ACTIVITY: Exact reproduction of all the data is needed.

Dataset entries:

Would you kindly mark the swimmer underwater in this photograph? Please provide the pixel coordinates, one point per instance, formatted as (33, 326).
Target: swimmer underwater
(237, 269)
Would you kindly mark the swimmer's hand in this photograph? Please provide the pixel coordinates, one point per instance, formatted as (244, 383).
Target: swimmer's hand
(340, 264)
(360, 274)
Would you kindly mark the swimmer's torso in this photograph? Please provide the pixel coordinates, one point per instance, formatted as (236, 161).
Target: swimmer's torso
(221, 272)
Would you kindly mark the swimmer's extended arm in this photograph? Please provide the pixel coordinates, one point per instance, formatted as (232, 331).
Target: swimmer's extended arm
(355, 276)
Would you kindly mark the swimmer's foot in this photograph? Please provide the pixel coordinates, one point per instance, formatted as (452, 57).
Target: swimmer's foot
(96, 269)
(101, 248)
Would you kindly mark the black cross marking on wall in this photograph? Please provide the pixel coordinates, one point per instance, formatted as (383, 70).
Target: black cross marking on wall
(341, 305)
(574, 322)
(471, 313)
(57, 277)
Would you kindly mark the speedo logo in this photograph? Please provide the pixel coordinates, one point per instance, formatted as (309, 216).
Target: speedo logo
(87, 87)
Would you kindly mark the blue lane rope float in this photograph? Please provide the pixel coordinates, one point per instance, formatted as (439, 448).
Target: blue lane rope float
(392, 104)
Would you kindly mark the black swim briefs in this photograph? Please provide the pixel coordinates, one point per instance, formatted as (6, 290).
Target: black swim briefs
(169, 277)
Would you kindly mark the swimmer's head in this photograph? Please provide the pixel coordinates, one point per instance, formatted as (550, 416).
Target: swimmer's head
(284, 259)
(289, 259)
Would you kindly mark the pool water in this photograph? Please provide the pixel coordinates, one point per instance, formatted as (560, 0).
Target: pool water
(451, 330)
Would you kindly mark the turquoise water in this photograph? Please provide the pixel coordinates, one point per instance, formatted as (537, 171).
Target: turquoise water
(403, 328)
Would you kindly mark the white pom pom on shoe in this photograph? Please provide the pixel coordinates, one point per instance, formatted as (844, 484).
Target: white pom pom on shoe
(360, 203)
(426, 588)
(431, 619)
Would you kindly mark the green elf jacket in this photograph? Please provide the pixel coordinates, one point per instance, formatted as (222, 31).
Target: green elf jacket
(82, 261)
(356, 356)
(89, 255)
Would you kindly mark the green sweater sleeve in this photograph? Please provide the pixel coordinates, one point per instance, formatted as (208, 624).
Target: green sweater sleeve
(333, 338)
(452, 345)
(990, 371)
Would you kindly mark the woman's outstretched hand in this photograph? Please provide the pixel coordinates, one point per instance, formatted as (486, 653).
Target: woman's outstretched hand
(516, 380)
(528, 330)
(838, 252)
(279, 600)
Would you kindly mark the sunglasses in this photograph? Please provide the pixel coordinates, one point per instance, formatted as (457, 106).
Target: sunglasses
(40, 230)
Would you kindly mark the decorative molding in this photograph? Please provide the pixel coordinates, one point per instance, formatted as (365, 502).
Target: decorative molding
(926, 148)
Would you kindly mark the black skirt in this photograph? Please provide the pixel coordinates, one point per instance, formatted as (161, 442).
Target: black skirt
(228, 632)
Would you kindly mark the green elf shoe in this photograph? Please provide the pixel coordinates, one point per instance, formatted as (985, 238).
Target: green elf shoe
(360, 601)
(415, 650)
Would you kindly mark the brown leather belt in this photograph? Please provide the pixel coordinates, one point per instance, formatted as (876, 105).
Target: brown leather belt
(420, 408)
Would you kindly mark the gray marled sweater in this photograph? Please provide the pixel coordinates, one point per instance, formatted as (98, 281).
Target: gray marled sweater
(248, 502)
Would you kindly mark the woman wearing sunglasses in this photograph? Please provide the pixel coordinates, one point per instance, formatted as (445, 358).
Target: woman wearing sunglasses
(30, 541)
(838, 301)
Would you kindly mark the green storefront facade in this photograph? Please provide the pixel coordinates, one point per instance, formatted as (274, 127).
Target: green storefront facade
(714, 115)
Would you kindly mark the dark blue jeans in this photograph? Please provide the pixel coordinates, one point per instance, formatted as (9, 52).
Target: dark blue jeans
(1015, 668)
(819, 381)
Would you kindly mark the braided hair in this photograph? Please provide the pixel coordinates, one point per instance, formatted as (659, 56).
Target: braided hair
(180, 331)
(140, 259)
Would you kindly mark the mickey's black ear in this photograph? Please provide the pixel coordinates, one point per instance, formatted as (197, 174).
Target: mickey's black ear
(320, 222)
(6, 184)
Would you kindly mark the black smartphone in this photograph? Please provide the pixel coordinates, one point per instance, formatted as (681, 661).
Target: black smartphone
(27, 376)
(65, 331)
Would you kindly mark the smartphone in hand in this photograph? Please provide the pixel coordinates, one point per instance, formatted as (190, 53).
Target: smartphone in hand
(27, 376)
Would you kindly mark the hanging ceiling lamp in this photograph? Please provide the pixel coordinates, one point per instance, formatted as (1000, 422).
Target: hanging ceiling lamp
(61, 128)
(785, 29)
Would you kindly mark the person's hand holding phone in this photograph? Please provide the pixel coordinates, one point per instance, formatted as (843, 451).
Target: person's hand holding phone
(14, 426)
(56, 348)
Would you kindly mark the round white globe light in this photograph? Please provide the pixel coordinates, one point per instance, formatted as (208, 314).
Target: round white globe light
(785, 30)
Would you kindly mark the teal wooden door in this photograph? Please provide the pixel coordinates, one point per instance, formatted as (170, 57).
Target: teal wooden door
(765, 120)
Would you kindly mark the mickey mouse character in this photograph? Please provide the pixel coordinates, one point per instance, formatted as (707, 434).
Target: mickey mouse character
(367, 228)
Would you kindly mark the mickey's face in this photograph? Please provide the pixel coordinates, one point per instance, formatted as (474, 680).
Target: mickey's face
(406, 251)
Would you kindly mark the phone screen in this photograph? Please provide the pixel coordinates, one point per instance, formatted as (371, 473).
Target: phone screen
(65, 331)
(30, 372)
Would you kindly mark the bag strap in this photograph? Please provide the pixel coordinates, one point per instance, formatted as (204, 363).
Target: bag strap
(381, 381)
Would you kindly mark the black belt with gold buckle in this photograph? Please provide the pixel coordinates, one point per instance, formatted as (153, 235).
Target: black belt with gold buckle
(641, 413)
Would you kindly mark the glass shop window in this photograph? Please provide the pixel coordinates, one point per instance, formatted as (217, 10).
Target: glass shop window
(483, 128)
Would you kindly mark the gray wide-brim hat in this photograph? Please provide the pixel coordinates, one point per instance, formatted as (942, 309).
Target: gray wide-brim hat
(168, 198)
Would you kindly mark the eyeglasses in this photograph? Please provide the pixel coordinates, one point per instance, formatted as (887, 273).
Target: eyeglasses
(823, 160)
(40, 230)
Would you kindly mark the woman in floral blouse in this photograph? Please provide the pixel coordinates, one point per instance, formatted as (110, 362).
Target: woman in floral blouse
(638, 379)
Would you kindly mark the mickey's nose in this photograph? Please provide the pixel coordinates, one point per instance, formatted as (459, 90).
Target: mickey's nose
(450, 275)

FINAL ANSWER:
Would you kindly mark the swimmer underwater in this photograph? Please provide the pixel coordinates, one point per instance, formatted as (33, 326).
Target: swimmer underwater
(237, 269)
Would you kindly mark the swimmer's hand in this photograph? Please provide the pixel coordinates, one point per instance, formatted as (244, 383).
Target: swimmer's hand
(340, 264)
(360, 274)
Would you kindly mark the swimmer's torso in this photograph? Please provide the pixel coordinates, one point per instance, formatted as (236, 161).
Target: swimmer's torso
(221, 272)
Would you kindly mark the swimmer's extended arm in this photograph? Please provide the pixel coordinates, one point per instance, formatted as (232, 331).
Target: swimmer's extended arm
(355, 276)
Would you kindly mark the swimmer's foot in this photograph? Please provide the pixel coordinates, one point per instance, formatted as (452, 57).
Target: swimmer's foot
(96, 269)
(101, 248)
Would you kindly mark the black cross marking on wall in this photograph? Please provide the pixel coordinates, one point per instance, formatted as (383, 70).
Target: black cross marking on wall
(341, 305)
(574, 322)
(471, 313)
(57, 277)
Would you kindly mark the speedo logo in this photograph? Please provide the pixel coordinates, one point per instance, formatted as (309, 216).
Target: speedo logo
(87, 87)
Would you kindly mark the blue lane rope float in this photograph? Please provide the pixel coordinates, one point per instance, formatted as (439, 448).
Target: blue lane rope float
(392, 104)
Would you kindly mark the black swim briefs in this photograph? Please provide the pixel coordinates, one point per instance, formatted as (6, 290).
Target: black swim briefs
(169, 277)
Would you kindly mark the swimmer's head in this photograph? Please provide the pixel coordinates, one point per instance, formatted as (550, 416).
Target: swimmer's head
(284, 259)
(289, 259)
Would you kindly mark the pool water in this photograph? Please provide the pixel coordinates, one point per instance, formatted as (560, 0).
Target: pool water
(451, 330)
Would you kindly mark the turquoise water in this photograph? Please provide the pixel coordinates, one point per instance, formatted as (537, 171).
Target: turquoise water
(403, 328)
Would you kindly mark the white pom pom on shoe in this photograph? Please provide the pixel coordinates, one point per instance, formatted as (844, 484).
Target: white pom pom on shoe
(360, 203)
(426, 588)
(431, 619)
Would you kindly mark the green elf jacket in this photograph? Please provide the pixel coordinates, one point per instance, formatted as (222, 31).
Target: green elf jacket
(82, 261)
(356, 356)
(89, 255)
Would you kindly mark the green sweater sleeve in this photograph? Please provide the pixel coordinates, one point per instance, formatted as (208, 624).
Target: green sweater sleeve
(333, 338)
(452, 345)
(990, 371)
Would you kindly mark the woman's outstretched hand in this photograph? Please provide the pixel coordinates, one point per instance, formatted as (486, 653).
Target: woman's outstretched hand
(516, 380)
(528, 330)
(838, 252)
(279, 600)
Would you kindly mark the sunglasses in this photograph? Please provide the pixel coordinates, one point per instance, formatted as (457, 106).
Target: sunglasses
(40, 230)
Would you kindly mark the decorative molding in this photograph? Please provide the pixel coordinates, one point per instance, formatted as (365, 502).
Target: decorative molding
(926, 148)
Would you kindly mark the black skirt in this photograph? Please provide the pixel coordinates, one point per instance, formatted as (161, 442).
Target: black skirt
(228, 632)
Would you kindly mark the green elf shoe in this photograph? Please provide the pixel coordinates, one point per instance, formatted as (985, 238).
Target: green elf shoe
(360, 601)
(415, 650)
Would you kindly mark the brown leather belt in this photograph? Please provide the pixel coordinates, one point per instance, formatted as (876, 105).
Target: brown leather belt
(420, 408)
Would you kindly mark the gray marled sweater in this photograph? Please provide the pixel coordinates, one point per instance, formatted as (98, 281).
Target: gray marled sweater
(248, 502)
Would you kindly mark the woman wearing sunglasses in this photograph? Please provide the pixel coordinates, one point per instance, formatted as (445, 358).
Target: woman wearing sunglasses
(30, 541)
(838, 301)
Would you kindly mark the green storefront facade in this photograph? Please provide the pixel coordinates, one point per instance, formatted as (274, 127).
Target: green storefront facade
(714, 115)
Would you kindly mark the dark blue jeans in this photograph? Please provide the pixel coordinates, one point per instance, formatted as (9, 52).
Target: dark blue jeans
(1015, 668)
(819, 381)
Would you kindly mark the braided hair in this photograph? Please provide the pixel coordinates, one point per instance, formatted as (659, 56).
Target: braided hair
(180, 331)
(140, 259)
Would you kindly mark the mickey's black ear in this photograph? Please provide the pixel coordinates, one point per instance, formatted as (197, 174).
Target: mickey's black ear
(320, 222)
(6, 184)
Would you kindly mark the black smartphone in this photograph? Please provide the pixel coordinates, one point per instance, formatted as (681, 661).
Target: black smartphone
(27, 376)
(65, 331)
Would you kindly mark the smartphone in hand in this photograph? Please provide the pixel coordinates, one point per instance, formatted as (190, 53).
Target: smartphone in hand
(27, 376)
Would you kindly mark the hanging ceiling lamp in this photograph? Please provide the pixel coordinates, one point per instance, formatted as (1000, 422).
Target: hanging ceiling lamp
(61, 128)
(785, 29)
Would you kindly mark the person's hand holding phone in this photograph? Please provide the pixel coordinates, one point per instance, formatted as (843, 451).
Target: person's hand holding phone
(14, 426)
(56, 348)
Would you kindly mark the round white globe light in this photograph? Please provide the pixel coordinates, one point per instance, formatted as (208, 314).
Target: round white globe light
(785, 30)
Would you kindly mark the teal wooden door in this photograph? Please provide the pixel coordinates, one point per instance, formatted as (170, 57).
Target: teal wooden door
(765, 120)
Would you kindly mark the mickey mouse character in this photograph? Please provide the pixel coordinates, one point per instance, formatted as (707, 434).
Target: mickey mouse character
(367, 228)
Would you kindly mark the mickey's face in this photograph? Please provide the pixel coordinates, one point per instance, formatted as (474, 680).
Target: mickey's face
(406, 251)
Would you kindly mark the phone screen in this photograph? Please provide the pixel coordinates, one point per instance, formatted as (371, 473).
Target: phone screen
(65, 331)
(30, 372)
Would you kindly mark the bag strap in this photograph? Please provide the pixel coordinates, one point per instance, formatted as (204, 363).
Target: bag strap
(381, 381)
Would you kindly mark the black belt with gold buckle in this photograph? Please provide the pixel coordinates, one point per instance, formatted as (153, 235).
Target: black belt with gold buckle
(641, 413)
Would you kindly mark the glass shop window in this photograph? Please provide the pixel coordinates, one point per instance, formatted as (217, 10).
Target: glass shop window
(483, 128)
Would you kindly mark the gray wide-brim hat in this photograph? Please provide the pixel coordinates, one point per instance, formatted as (942, 309).
Target: gray wide-brim hat
(168, 198)
Would you kindly mark the eyeglasses in this photograph? Please provide the pixel coordinates, one point per instance, formatted as (887, 273).
Target: eyeglasses
(823, 160)
(40, 230)
Would you kindly mark the woman in floral blouse in this photograph? Please provide the pixel coordinates, one point per instance, formatted as (110, 362).
Target: woman in floral blouse
(638, 379)
Would you kindly mark the mickey's nose in this photograph? Please provide the pixel coordinates, one point per instance, formatted as (459, 90).
Target: mickey's nose
(450, 275)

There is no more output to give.